(Raw records)
-.-.-

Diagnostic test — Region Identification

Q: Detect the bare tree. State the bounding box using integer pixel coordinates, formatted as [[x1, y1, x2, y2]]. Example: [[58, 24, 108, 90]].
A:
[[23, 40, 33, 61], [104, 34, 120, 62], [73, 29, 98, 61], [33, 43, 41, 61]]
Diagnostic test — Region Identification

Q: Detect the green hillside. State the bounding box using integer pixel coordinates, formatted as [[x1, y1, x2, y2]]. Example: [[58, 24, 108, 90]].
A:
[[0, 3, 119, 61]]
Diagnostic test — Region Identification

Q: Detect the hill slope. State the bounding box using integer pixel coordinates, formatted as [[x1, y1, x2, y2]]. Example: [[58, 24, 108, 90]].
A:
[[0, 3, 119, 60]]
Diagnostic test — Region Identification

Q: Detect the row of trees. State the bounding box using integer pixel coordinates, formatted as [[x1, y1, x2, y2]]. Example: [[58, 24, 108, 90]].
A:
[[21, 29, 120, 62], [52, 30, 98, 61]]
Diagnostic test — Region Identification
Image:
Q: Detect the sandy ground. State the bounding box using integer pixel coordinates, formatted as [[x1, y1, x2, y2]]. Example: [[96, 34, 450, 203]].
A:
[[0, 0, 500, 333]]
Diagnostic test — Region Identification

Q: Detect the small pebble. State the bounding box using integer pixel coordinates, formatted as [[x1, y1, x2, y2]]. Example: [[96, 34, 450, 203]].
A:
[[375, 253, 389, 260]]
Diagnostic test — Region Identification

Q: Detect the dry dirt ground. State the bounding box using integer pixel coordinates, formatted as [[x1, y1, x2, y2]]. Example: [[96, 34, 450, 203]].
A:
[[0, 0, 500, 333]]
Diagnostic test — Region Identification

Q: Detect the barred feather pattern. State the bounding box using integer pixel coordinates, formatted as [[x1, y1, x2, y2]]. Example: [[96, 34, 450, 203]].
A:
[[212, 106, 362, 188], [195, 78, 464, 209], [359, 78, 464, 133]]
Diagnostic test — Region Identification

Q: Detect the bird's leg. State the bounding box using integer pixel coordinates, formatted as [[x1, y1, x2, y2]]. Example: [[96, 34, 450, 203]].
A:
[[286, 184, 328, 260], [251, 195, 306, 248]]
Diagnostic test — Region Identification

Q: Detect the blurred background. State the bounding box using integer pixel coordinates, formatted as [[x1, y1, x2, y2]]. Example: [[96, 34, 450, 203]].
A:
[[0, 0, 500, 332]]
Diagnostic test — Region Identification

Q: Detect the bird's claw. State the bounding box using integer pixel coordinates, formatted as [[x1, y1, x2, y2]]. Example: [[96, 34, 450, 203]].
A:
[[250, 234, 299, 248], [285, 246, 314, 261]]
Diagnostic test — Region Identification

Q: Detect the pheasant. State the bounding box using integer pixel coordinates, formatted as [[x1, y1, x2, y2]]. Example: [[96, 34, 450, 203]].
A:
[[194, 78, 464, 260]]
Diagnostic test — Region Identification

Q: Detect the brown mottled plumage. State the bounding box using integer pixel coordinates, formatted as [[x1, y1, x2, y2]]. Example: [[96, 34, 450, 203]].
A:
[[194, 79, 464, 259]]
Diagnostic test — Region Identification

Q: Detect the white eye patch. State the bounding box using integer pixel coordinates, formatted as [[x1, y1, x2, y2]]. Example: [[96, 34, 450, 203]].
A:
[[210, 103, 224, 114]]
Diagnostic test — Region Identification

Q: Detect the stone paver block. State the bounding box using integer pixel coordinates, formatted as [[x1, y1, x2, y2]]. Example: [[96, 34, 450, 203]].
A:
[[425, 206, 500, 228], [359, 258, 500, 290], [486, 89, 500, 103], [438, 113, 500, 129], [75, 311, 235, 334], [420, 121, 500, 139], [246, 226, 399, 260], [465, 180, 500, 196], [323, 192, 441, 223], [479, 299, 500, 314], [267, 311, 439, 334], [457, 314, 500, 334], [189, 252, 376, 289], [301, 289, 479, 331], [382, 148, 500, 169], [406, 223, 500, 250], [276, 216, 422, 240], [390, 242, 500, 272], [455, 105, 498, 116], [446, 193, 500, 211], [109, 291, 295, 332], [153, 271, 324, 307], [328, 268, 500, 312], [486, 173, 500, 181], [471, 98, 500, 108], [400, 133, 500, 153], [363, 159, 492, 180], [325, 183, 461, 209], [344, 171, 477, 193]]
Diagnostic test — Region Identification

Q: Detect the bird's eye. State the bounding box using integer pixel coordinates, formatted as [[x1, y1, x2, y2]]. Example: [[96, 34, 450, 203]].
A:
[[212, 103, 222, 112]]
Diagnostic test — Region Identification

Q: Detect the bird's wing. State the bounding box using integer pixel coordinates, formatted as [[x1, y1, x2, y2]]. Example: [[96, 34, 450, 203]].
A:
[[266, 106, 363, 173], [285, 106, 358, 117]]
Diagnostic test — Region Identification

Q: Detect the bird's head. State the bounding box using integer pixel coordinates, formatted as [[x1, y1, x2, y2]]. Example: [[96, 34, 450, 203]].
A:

-.-.-

▶ **Task directions**
Format the lines above as a numbered list, omitting the blank lines.

▶ **Final answer**
1. Diagnostic test — Region Identification
2. Q: Detect the bare tree. State the bounding box using integer pixel coordinates, formatted as [[x1, y1, x2, y2]]. Example: [[58, 24, 108, 90]].
3. A:
4. [[23, 40, 33, 61], [104, 34, 120, 62], [73, 29, 98, 61], [33, 43, 41, 61]]
5. Diagnostic test — Region Identification
6. Q: Detect the green hillside. State the bounding box using integer pixel coordinates, formatted as [[x1, y1, x2, y2]]. Example: [[58, 24, 108, 90]].
7. A:
8. [[0, 3, 119, 61]]
9. Diagnostic test — Region Identification
10. Q: Detect the hill slope. State the bounding box using integer pixel coordinates, formatted as [[x1, y1, x2, y2]]. Example: [[58, 24, 108, 90]].
11. A:
12. [[0, 3, 119, 60]]
13. Diagnostic test — Region Identification
14. Q: Detect the row of trees. State the bounding box using integer pixel coordinates, formatted as [[x1, y1, x2, y2]]. Example: [[58, 24, 108, 90]].
15. A:
16. [[21, 29, 120, 62], [52, 30, 98, 61]]
17. Diagnostic test — Region Identification
18. Image:
19. Q: Detect the sandy ground. State the bounding box using integer pixel coordinates, formatted as [[x1, y1, x2, y2]]. Example: [[96, 34, 450, 203]].
20. A:
21. [[0, 0, 500, 333]]
22. Diagnostic test — Region Identification
23. Q: Detect the small pebble. State the bounding box using integer pixel coordinates, formatted as [[x1, y1, x2, y2]]. Example: [[96, 34, 450, 203]].
24. A:
25. [[375, 253, 389, 260]]
26. Diagnostic test — Region Identification
27. Q: Detect the dry dirt ground. State the bounding box using integer pixel coordinates, formatted as [[x1, y1, x2, y2]]. Example: [[96, 34, 450, 203]].
28. A:
29. [[0, 0, 500, 333]]
30. Diagnostic test — Region Identification
31. Q: Detect the barred feather pattern. State the bounding box using integer pixel coordinates, formatted as [[x1, y1, x2, y2]]. Example: [[96, 34, 450, 203]].
32. A:
33. [[212, 106, 362, 188], [195, 78, 464, 209], [359, 78, 464, 133]]
34. Diagnostic test — Region Identification
35. Q: Detect the bird's leg. State the bounding box using integer pixel coordinates, formatted as [[x1, y1, x2, y2]]. Example: [[96, 34, 450, 203]].
36. A:
37. [[286, 184, 328, 260], [251, 195, 306, 248]]
38. Diagnostic test — Region Identification
39. Q: Detect the blurred background. State the bounding box using integer pixel coordinates, formatted as [[x1, y1, x2, y2]]. Example: [[96, 34, 450, 203]].
40. A:
41. [[0, 0, 500, 332]]
42. Diagnostic test — Region Identification
43. Q: Detect the bird's claw. State the bounding box using integer pixel coordinates, formatted as [[x1, y1, x2, y2]]. Example: [[96, 34, 450, 203]].
44. A:
45. [[250, 234, 299, 248], [285, 246, 314, 261]]
46. Diagnostic test — Region Identification
47. Q: Detect the pheasant. State the bounding box using integer pixel coordinates, formatted as [[x1, y1, x2, y2]]. Example: [[96, 34, 450, 203]].
48. A:
49. [[194, 78, 464, 260]]
50. Diagnostic test — Region Identification
51. Q: Detect the brown mottled plumage. State the bounding box using integer pixel coordinates, formatted as [[x1, y1, x2, y2]]. Example: [[96, 34, 450, 203]].
52. A:
53. [[194, 79, 464, 259]]
54. Diagnostic test — Region Identification
55. Q: Detect the white eye patch. State the bounding box using integer pixel coordinates, formatted as [[x1, y1, x2, y2]]. Example: [[96, 34, 450, 203]].
56. A:
57. [[210, 103, 224, 114]]
58. Diagnostic test — Region Identification
59. Q: Detect the stone paver block. State the bounding box using integer pixel coordinates, formatted as [[x1, y1, x2, y2]]. Example: [[96, 34, 450, 203]].
60. A:
61. [[425, 206, 500, 228], [359, 258, 500, 290], [486, 89, 500, 103], [438, 113, 500, 129], [75, 311, 235, 334], [420, 121, 500, 139], [246, 226, 399, 260], [465, 180, 500, 196], [323, 192, 441, 223], [479, 299, 500, 314], [267, 311, 439, 334], [457, 314, 500, 334], [189, 252, 376, 289], [301, 289, 479, 331], [382, 148, 500, 169], [406, 223, 500, 250], [276, 216, 422, 240], [390, 242, 500, 272], [455, 105, 498, 116], [446, 193, 500, 211], [109, 291, 295, 332], [153, 271, 324, 307], [328, 268, 500, 312], [486, 173, 500, 181], [471, 98, 500, 108], [400, 133, 500, 153], [363, 159, 492, 180], [325, 183, 461, 209], [344, 171, 477, 193]]
62. Diagnostic test — Region Identification
63. Q: Detect the bird's eye. State the bounding box using integer pixel coordinates, formatted as [[x1, y1, x2, y2]]. Example: [[96, 34, 450, 203]].
64. A:
65. [[212, 103, 222, 112]]
66. Diagnostic test — Region Identification
67. Q: Detect the bird's wing. State the bounding box using integer pixel coordinates, formatted as [[x1, y1, x2, y2]]. Example: [[96, 34, 450, 203]].
68. A:
69. [[266, 106, 363, 173], [285, 106, 358, 117]]
70. Diagnostic test — Region Identification
71. Q: Detect the bird's head. State the bounding box using integer pixel coordinates, formatted as [[x1, y1, x2, y2]]. Example: [[96, 34, 450, 203]].
72. A:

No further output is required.